O que fazer |
- 1) Segundo o texto de origem, de que município é o Plano Diretor citado?
- 2) Segundo a citação de Toshio Mukai no texto de origem, o que os estudos profundos precisam examinar? Liste todos os pontos.
- 3) Continue o texto de origem a partir da última frase.

Texto de origem |

Não se admite, nesse quadro, modificações individualizadas, pontuais, casuísticas e dissociadas da estrutura sistêmica da utilização de todo o solo urbano estampadas nas leis de uso e ocupação do solo urbano. Caso contrário, tornaria inócuo e sem qualquer validade todo o planejamento e estudos realizados pelo Poder Executivo, por ocasião da propositura e aprovação da lei complementar que instituiu o Plano Diretor do Município de Barretos.

Acerca da importância do planejamento urbanístico que deve preceder a toda e qualquer legislação elaborada nesta matéria, discorre Toshio Mukai que:

“(...) a ocupação e o desenvolvimento dos espaços habitáveis, sejam eles no campo ou na cidade, não podem ocorrer de forma meramente acidental, sob as forças dos interesses privados e da coletividade. Ao contrário, são necessários profundos estudos acerca da natureza da ocupação, sua finalidade, avaliação da geografia local, da capacidade de comportar essa utilização sem danos para o meio ambiente, de forma a permitir boas condições de vida para as pessoas, permitindo o desenvolvimento econômico-social, harmonizando os interesses particulares e os da coletividade.” (Temas atuais de direito urbanístico e ambiental. Belo Horizonte: Fórum, 2004, p. 29).

No caso em tela, pela análise do processo legislativo, verifica-se que a lei objeto da impugnação não está fundada por planejamento urbanístico que busca o crescimento ordenado da cidade e a melhoria das condições de vida dos cidadãos. Desta feita, compromete o crescimento organizado da cidade e a ocupação ordenada de seus espaços.

Dados exibidos |

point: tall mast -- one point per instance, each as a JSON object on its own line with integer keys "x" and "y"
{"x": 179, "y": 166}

Respostas |
- 1) Barretos.

- 2)
- A natureza da ocupação
- A finalidade da ocupação
- A geografia local
- A capacidade de comportar essa utilização sem danos para o meio ambiente

- 3)
A alteração incriteriosa do zoneamento, diga-se, sem planejamento, prescinde e/ou posterga a realização de Estudo de Impacto de Vizinhança/EIV e do Estudo de Impacto Ambiental, acompanhado do Relatório de Impacto ao Meio Ambiente/EIA-RIMA, pelos órgãos e técnicos competentes, que poderiam nortear de forma segura a alteração legislativa, no escopo de garantir a preservação do meio ambiente e o desenvolvimento sustentável da cidade.

No caso, houve importante alteração de zoneamento, de forma que o perímetro urbano da sede do Município de Barretos passou da área total 6.695,340648 hectares (redação original do Plano Diretor de Barretos) para 7.312,498777 hectares (redação dada pela Lei Complementar n° 233, de 21 de agosto de 2014).

Deste modo, patente a inconstitucionalidade do ato normativo impugnado que dispõe sobre o uso e ocupação do solo, sem qualquer estudo prévio consistente, por ferir frontalmente o disposto nos artigos 180, caput e inciso II, e 181, caput e § 1º, da Constituição Estadual, bem como, por força do artigo 144 da Constituição Estadual, os princípios constitucionais estabelecidos nos artigos 182, caput e § 1º, e 30, inciso VIII, da Constituição Federal.

Além da participação popular, tem-se que para a escorreita gestão da administração territorial urbana, necessário se faz a realização de estudos técnicos feitos por órgãos especializados, sob pena de se esfacelar todo o arcabouço que disciplina a matéria e, por sua vez, destruir o chamado Princípio da Coesão Dinâmica das normas, mencionado pelo Prof. José Afonso da Silva, que serve de alicerce para as normas de caráter urbanístico.

         4 – DA PROIBIÇÃO DE CRIAÇÃO DE NORMAS URBANÍSTICAS ALHEADAS AO PLANO DIRETOR

A lei também é inconstitucional por ofensa aos arts. 180, V, e 181, § 1º, da Constituição do Estado de São Paulo.

Das normas municipais de desenvolvimento urbano se impõe compatibilidade às normas urbanísticas (art. 180, V, Constituição Estadual) e, outrossim, delas se exige, inclusive no tocante às limitações administrativas, que instituam conformidade com diretrizes do plano diretor, que deve caráter integral (art. 181 e § 1º Constituição Paulista).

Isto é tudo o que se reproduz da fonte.